Data entries:
================
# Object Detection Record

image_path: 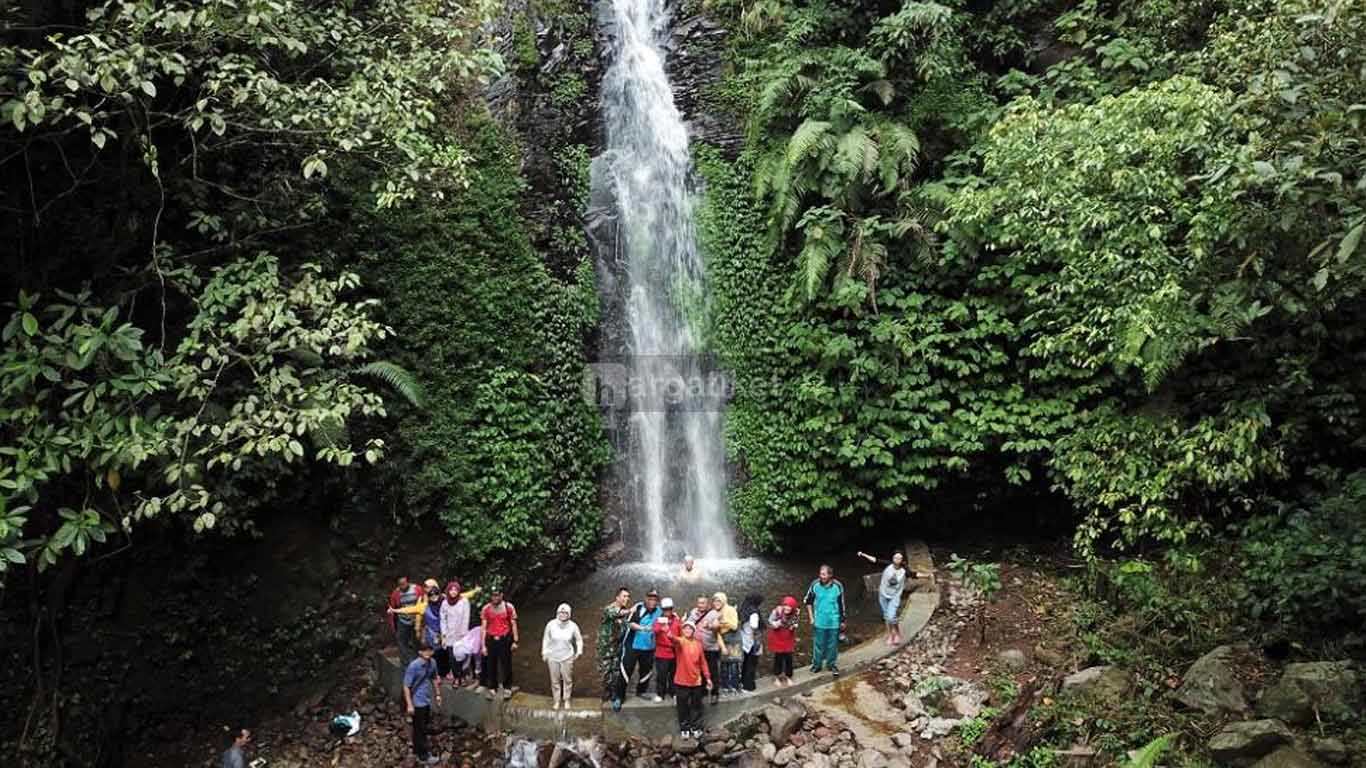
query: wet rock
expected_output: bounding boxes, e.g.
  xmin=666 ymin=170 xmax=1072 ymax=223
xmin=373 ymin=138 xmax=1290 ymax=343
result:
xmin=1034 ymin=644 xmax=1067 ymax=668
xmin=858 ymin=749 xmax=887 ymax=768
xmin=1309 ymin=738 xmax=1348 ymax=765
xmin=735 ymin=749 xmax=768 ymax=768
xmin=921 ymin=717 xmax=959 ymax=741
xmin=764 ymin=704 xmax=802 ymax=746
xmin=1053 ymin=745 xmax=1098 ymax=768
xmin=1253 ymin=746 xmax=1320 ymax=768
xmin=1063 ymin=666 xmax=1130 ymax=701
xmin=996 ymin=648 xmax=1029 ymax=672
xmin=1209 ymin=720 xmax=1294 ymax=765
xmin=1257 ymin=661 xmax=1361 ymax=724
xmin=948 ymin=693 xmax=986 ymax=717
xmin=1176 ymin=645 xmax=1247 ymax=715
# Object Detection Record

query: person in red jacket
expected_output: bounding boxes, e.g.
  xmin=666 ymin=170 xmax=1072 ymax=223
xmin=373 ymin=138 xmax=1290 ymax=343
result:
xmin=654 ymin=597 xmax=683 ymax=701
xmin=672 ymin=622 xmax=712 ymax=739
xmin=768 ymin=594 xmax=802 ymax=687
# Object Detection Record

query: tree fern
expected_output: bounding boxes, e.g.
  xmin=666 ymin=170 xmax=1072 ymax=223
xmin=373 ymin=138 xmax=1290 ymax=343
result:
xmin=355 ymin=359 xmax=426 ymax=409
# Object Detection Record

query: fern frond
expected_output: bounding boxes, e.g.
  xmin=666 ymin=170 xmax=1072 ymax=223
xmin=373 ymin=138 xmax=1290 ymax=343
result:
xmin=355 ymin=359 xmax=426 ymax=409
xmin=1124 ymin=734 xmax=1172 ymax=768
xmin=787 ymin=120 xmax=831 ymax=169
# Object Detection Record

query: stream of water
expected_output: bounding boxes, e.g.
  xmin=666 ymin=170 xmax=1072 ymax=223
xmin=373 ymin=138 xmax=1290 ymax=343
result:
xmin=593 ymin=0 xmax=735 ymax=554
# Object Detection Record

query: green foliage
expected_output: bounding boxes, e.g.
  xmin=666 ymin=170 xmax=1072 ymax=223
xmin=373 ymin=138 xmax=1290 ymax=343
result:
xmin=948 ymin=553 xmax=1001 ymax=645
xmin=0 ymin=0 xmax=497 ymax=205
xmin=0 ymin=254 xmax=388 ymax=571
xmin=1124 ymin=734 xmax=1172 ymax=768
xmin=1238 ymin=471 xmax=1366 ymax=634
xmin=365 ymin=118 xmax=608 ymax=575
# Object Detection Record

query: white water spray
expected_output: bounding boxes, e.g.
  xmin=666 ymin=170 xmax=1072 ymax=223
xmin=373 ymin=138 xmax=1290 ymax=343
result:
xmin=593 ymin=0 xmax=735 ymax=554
================
Directions for this task: Transcribe all of the data above line for line, leaving any pictures out of your answer.

Task output:
# Object Detection Record

image_path: 
query: wet rock
expected_output: bounding boxes, e.g.
  xmin=666 ymin=170 xmax=1072 ymax=223
xmin=373 ymin=138 xmax=1290 ymax=343
result:
xmin=1034 ymin=644 xmax=1067 ymax=668
xmin=858 ymin=749 xmax=887 ymax=768
xmin=1309 ymin=738 xmax=1348 ymax=765
xmin=735 ymin=749 xmax=768 ymax=768
xmin=921 ymin=717 xmax=959 ymax=741
xmin=764 ymin=704 xmax=802 ymax=746
xmin=1053 ymin=745 xmax=1098 ymax=768
xmin=1253 ymin=746 xmax=1320 ymax=768
xmin=1063 ymin=666 xmax=1130 ymax=701
xmin=996 ymin=648 xmax=1029 ymax=672
xmin=1209 ymin=720 xmax=1294 ymax=765
xmin=1257 ymin=661 xmax=1361 ymax=724
xmin=948 ymin=693 xmax=986 ymax=717
xmin=1176 ymin=645 xmax=1247 ymax=715
# Object Detection Record

query: person in red jacket
expected_output: bounding boxes, e.g.
  xmin=666 ymin=170 xmax=1072 ymax=223
xmin=373 ymin=138 xmax=1290 ymax=343
result:
xmin=654 ymin=597 xmax=683 ymax=701
xmin=672 ymin=622 xmax=712 ymax=739
xmin=768 ymin=594 xmax=802 ymax=687
# Object Detection Record

query: tree fern
expected_output: bounding boxes, e.g.
  xmin=666 ymin=170 xmax=1072 ymax=223
xmin=373 ymin=138 xmax=1290 ymax=343
result:
xmin=355 ymin=359 xmax=426 ymax=409
# Object Detection Record

query: fern frond
expected_output: bounding boxes, e.g.
  xmin=666 ymin=170 xmax=1072 ymax=223
xmin=373 ymin=138 xmax=1290 ymax=343
result:
xmin=355 ymin=359 xmax=426 ymax=409
xmin=1124 ymin=734 xmax=1172 ymax=768
xmin=787 ymin=120 xmax=831 ymax=169
# Object Detection Record

query: stream of water
expected_output: bounding boxes, e.g.
  xmin=666 ymin=170 xmax=1072 ymax=223
xmin=373 ymin=138 xmax=1290 ymax=343
result:
xmin=593 ymin=0 xmax=735 ymax=554
# Object Detection Record

query: green foliage
expected_output: bounding boxes, e.g.
  xmin=666 ymin=170 xmax=1072 ymax=223
xmin=373 ymin=138 xmax=1290 ymax=343
result:
xmin=948 ymin=553 xmax=1001 ymax=645
xmin=0 ymin=0 xmax=497 ymax=205
xmin=0 ymin=254 xmax=388 ymax=571
xmin=1124 ymin=734 xmax=1172 ymax=768
xmin=1238 ymin=471 xmax=1366 ymax=634
xmin=365 ymin=118 xmax=608 ymax=575
# Object Detection Record

query: white water spray
expected_output: bounding boxes, e.g.
  xmin=666 ymin=170 xmax=1072 ymax=223
xmin=373 ymin=138 xmax=1290 ymax=343
result:
xmin=593 ymin=0 xmax=735 ymax=554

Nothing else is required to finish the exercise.